Kymab’s case focused on the concept of sufficiency in UK patent law, specifically in relation to product claims that cover a range of embodiments when the patent only contains data exemplifying a few. In short, how much supporting data is needed to uphold a broad claim. Kymab alleged the filed application, whilst disclosing antibody production when replacing several variable regions, did not disclose data showing that when replacing a large number/all of mouse antibody variable regions with human variable regions, in a single mouse, would lead to antibody production. Rather, Kymab alleged the filed application only disclosed success for a smaller range or subset. Regeneron countered it had met its disclosure obligations even though it had not specified precisely how all the claimed products may be made.

The UKSC decided in Kymab’s favour, and invalidated both of the EP(UK) patents for insufficient disclosure stating that the two patents only enabled the skilled person to make products across what it assessed to be part of the claims.

Extracted entries:
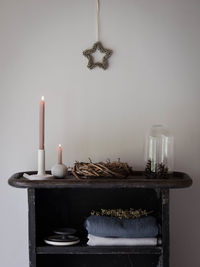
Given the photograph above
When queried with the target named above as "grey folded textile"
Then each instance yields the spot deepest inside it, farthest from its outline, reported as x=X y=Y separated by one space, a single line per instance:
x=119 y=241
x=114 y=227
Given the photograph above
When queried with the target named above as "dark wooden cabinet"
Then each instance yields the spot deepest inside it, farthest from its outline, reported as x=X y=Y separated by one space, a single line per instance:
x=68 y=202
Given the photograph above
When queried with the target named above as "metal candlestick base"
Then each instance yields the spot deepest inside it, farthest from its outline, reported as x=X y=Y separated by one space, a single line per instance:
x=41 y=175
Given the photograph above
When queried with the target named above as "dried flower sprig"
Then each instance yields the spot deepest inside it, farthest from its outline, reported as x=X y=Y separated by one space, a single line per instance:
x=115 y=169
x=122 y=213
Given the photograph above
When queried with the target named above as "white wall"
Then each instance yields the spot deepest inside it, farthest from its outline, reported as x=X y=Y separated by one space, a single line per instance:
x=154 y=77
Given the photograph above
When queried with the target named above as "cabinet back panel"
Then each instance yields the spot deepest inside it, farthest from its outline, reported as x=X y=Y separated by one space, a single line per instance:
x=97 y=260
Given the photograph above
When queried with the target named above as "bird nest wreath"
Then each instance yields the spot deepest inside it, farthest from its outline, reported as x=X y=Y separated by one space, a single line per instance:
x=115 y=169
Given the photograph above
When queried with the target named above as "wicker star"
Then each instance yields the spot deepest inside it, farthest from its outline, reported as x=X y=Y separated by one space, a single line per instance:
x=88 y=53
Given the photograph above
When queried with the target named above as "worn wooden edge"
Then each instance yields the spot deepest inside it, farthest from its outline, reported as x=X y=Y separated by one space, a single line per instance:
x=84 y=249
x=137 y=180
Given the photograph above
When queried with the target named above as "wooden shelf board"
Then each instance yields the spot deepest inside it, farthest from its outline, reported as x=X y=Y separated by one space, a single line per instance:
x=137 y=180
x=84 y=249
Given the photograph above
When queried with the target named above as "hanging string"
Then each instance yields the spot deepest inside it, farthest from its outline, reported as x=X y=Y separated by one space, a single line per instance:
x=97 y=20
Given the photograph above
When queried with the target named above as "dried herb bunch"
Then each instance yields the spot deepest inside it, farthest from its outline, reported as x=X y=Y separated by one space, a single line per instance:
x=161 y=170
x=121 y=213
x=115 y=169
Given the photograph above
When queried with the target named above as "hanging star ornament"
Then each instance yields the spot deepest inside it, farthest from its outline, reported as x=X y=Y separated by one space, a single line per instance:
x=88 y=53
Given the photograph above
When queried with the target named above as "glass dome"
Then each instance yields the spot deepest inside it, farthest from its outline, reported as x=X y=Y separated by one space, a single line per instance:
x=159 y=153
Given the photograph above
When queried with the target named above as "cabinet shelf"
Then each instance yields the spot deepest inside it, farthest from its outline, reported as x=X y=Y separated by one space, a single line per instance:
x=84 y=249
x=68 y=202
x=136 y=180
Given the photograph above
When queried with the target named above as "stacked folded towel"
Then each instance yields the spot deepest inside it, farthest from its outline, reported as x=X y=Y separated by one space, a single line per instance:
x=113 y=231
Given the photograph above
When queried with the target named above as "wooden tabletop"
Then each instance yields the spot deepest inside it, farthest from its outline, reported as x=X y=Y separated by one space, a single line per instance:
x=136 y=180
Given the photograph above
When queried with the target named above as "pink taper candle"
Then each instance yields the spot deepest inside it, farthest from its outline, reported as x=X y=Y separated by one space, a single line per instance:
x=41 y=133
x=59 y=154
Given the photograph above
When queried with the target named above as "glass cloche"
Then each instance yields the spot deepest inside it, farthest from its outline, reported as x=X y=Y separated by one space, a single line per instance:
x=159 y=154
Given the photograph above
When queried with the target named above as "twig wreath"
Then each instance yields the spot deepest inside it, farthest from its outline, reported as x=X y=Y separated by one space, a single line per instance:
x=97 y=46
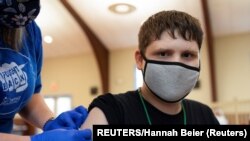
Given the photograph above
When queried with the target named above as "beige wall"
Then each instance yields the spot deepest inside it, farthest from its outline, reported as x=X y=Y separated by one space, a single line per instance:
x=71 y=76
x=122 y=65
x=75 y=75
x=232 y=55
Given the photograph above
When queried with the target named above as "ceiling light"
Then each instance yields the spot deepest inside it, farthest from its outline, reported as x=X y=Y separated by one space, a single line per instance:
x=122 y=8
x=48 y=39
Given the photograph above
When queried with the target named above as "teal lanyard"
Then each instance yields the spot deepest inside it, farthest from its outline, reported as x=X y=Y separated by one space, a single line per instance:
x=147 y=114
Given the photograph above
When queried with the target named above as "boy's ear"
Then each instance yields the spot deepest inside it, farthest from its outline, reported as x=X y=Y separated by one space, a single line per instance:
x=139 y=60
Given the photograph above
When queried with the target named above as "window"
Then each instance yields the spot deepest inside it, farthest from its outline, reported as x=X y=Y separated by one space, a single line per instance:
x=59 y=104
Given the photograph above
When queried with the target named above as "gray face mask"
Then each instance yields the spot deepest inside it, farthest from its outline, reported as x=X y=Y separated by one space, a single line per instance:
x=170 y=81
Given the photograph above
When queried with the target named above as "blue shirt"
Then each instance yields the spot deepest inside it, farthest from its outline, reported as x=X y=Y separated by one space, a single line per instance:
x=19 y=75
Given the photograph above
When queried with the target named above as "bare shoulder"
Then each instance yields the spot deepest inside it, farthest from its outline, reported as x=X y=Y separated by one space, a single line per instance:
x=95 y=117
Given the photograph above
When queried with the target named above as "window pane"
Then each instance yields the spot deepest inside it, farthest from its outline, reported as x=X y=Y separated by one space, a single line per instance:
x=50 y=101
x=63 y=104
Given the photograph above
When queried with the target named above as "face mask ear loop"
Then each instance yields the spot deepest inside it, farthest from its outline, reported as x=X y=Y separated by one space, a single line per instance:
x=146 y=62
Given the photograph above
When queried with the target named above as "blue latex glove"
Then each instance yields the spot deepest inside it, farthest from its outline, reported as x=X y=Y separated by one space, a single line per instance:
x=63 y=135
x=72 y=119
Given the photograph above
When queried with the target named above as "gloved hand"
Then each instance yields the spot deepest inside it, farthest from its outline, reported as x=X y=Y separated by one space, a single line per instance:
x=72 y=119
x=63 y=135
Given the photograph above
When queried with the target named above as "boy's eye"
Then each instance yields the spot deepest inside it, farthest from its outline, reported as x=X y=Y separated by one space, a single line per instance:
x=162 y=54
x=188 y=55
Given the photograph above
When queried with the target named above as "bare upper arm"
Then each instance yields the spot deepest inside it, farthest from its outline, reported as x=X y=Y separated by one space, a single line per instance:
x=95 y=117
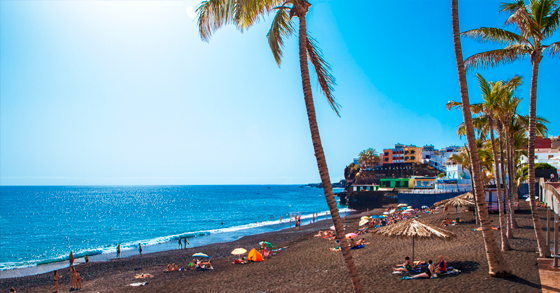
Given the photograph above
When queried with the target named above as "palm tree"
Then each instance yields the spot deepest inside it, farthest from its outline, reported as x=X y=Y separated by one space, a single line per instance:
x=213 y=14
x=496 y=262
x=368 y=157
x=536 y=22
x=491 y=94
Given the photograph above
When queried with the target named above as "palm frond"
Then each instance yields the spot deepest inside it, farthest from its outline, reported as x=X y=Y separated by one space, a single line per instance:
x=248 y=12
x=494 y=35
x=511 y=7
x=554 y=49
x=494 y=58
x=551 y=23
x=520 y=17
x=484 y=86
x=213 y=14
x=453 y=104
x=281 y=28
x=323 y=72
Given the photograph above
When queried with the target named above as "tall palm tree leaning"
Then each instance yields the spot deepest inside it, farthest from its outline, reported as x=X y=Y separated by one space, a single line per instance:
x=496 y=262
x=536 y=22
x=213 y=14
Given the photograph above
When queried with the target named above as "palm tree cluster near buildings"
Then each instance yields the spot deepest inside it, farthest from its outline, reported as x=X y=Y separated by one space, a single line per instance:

...

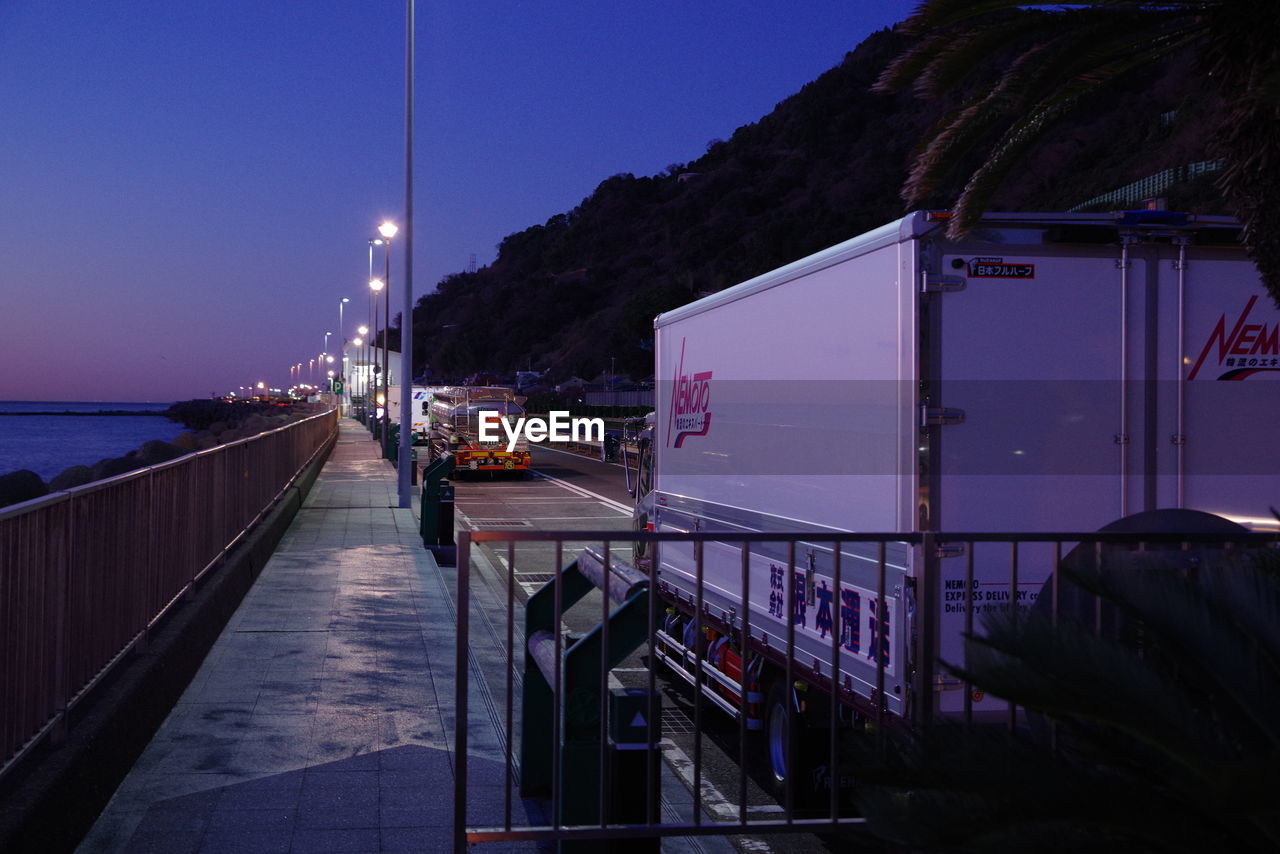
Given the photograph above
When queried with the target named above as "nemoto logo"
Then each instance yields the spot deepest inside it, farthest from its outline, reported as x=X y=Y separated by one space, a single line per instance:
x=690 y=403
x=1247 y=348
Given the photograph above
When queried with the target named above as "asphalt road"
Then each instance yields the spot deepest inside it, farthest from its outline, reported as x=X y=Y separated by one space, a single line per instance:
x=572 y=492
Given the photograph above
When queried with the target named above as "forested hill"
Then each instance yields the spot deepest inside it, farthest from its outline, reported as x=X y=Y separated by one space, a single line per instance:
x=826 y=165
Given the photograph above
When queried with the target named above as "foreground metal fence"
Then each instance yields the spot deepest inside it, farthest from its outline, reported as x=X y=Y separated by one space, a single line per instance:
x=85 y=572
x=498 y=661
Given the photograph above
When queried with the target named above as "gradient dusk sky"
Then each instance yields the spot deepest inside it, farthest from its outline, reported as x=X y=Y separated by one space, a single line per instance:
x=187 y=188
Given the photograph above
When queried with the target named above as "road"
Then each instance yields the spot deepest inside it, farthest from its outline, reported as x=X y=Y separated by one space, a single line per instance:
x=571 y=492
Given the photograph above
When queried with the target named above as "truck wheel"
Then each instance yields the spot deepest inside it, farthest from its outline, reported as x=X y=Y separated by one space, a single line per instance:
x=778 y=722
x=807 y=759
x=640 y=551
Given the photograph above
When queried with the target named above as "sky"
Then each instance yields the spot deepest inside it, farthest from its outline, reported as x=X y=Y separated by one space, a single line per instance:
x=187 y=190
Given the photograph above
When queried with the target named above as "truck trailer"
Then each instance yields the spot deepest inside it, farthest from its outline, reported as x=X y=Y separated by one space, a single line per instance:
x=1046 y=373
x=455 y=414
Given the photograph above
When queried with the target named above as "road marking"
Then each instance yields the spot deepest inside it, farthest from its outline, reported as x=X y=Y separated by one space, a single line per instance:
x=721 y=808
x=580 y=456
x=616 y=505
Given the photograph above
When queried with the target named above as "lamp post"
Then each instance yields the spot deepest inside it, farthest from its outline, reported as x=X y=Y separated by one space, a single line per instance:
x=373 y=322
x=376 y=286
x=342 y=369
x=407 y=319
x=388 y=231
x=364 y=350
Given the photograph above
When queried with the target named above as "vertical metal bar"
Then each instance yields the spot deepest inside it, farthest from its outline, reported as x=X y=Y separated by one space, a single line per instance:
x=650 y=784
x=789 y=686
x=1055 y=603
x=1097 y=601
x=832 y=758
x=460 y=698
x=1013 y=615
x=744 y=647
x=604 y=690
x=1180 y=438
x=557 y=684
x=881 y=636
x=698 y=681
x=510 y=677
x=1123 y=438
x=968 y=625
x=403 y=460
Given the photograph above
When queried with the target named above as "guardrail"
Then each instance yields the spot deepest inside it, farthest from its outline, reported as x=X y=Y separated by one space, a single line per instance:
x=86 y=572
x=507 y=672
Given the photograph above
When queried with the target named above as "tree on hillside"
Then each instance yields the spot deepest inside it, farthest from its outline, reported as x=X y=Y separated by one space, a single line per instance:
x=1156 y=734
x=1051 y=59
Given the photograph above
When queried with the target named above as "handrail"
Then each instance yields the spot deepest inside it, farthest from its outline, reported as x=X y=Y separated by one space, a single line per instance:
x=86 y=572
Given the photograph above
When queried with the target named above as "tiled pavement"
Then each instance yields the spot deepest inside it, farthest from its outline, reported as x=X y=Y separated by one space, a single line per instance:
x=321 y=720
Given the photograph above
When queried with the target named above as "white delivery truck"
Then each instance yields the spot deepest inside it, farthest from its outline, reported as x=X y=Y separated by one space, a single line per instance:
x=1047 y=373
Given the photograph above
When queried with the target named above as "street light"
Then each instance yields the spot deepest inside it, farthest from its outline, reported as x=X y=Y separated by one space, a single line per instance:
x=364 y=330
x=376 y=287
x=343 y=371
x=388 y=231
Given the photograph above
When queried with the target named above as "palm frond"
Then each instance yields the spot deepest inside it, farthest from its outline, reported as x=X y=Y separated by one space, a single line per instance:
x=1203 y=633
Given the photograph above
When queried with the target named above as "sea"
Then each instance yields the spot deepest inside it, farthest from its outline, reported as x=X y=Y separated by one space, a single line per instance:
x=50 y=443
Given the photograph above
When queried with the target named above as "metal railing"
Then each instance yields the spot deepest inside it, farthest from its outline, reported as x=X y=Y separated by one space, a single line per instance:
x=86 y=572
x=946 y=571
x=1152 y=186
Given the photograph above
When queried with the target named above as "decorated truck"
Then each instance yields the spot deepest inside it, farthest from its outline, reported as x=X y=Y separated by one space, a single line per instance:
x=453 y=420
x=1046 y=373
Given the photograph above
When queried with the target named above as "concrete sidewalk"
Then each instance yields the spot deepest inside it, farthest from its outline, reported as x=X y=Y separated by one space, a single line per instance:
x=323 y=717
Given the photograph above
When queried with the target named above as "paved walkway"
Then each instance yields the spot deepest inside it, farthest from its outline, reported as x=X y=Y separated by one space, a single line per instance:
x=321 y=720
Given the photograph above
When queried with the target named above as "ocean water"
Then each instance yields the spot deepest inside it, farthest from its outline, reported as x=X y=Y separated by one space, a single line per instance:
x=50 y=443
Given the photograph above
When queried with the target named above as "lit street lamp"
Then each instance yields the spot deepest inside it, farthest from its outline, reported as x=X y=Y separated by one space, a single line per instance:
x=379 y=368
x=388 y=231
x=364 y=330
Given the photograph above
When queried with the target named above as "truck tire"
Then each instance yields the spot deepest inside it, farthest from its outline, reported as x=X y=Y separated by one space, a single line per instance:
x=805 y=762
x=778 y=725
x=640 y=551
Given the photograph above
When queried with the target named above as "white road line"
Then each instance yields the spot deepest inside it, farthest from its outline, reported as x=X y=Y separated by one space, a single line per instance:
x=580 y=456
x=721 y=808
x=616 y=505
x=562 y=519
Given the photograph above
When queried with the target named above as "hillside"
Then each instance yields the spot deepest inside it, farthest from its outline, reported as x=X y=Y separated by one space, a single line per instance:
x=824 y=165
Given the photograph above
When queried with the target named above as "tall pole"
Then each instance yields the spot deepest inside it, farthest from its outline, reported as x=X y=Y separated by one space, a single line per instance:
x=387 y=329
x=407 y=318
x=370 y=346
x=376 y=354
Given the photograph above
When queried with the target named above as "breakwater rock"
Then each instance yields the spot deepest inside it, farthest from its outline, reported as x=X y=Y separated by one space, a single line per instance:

Task brief: Please write the next part of the passage on the Kymab and Regeneron patent case, starting after its final sentence. The listing is separate material, unrelated to the passage on the Kymab and Regeneron patent case.

Task result:
Summary

UK and EP law consistently state that a set of claims to a single product or a range of products has to be “sufficiently disclosed”, which means that the skilled person must be able to put the invention into effect across the entire scope of the claims, on reading the filed application using no more than common general knowledge and without “undue experimental burden”.  This ensures the extent of the granted patent monopoly corresponds with the extent of the contribution the patent disclosure makes to the art

The present decision reminds us that a patent claim to a product lacks sufficient disclosure if it is not possible on reading the first filing to make substantially all the products that fall within its scope.  Judging the amount of data to put in a patent application, having regard to the amount of protection required, is a skill underpinned by a vast knowledge of case law, so consult with your patent attorney before filing. Moreover, consider carefully when to file; filing too early and with insufficient data may curtail protection or even make the patent vulnerable to revocation for lack of sufficiency.